Dataset entries
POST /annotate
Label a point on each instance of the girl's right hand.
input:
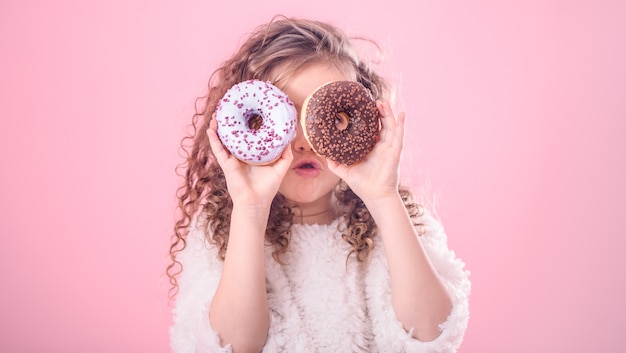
(249, 185)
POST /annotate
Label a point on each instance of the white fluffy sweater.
(317, 303)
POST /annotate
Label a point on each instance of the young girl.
(305, 254)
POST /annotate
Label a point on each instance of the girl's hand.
(376, 176)
(249, 185)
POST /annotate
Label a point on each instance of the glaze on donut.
(340, 121)
(255, 121)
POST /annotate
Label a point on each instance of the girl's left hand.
(376, 176)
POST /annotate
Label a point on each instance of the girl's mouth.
(308, 168)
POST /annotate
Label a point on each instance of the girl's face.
(308, 182)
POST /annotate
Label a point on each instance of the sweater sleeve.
(191, 331)
(389, 334)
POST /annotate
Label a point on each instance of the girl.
(306, 255)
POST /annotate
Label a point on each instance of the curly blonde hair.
(272, 52)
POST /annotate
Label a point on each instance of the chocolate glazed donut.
(340, 121)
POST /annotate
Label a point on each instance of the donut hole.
(255, 121)
(342, 120)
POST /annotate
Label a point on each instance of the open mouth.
(308, 165)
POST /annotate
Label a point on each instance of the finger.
(388, 121)
(221, 154)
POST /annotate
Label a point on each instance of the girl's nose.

TASK INSTRUCTIONS: Return the lines from the one containing "Label a point on each instance of the girl's right" through the last line of the records, both included, exactly as written and with no pictures.

REPLY TO THE TASK:
Label a point on each instance of the girl's right hand.
input:
(249, 185)
POST /annotate
Label a point on each instance of the white fluffy sweater.
(317, 303)
POST /annotate
Label a point on each instance of the young girl.
(305, 254)
POST /annotate
Label a point on each instance of the girl's hand.
(376, 176)
(249, 185)
POST /annotate
Label a point on each instance of the glaze on donut.
(340, 121)
(255, 121)
POST /annotate
Label a point on each instance of the girl's left hand.
(376, 176)
POST /annotate
Label a point on each instance of the girl's mouth.
(308, 168)
POST /annotate
Label a point on each instance of the girl's face.
(308, 182)
POST /annotate
Label a point on each instance of the sweater sleeve.
(191, 331)
(389, 334)
POST /annotate
Label a point on each instance of the girl.
(306, 255)
POST /annotate
Label a point on each instance of the curly blonde hair.
(272, 52)
POST /annotate
Label a point on each instance of the chocolate glazed donut.
(340, 121)
POST /annotate
Label a point on each instance of the donut hole.
(255, 121)
(342, 120)
POST /annotate
Label a point on each instance of the open mouth.
(308, 165)
POST /annotate
Label a point on each instance of the finger.
(388, 121)
(221, 154)
POST /annotate
Label a point on each instance of the girl's nose.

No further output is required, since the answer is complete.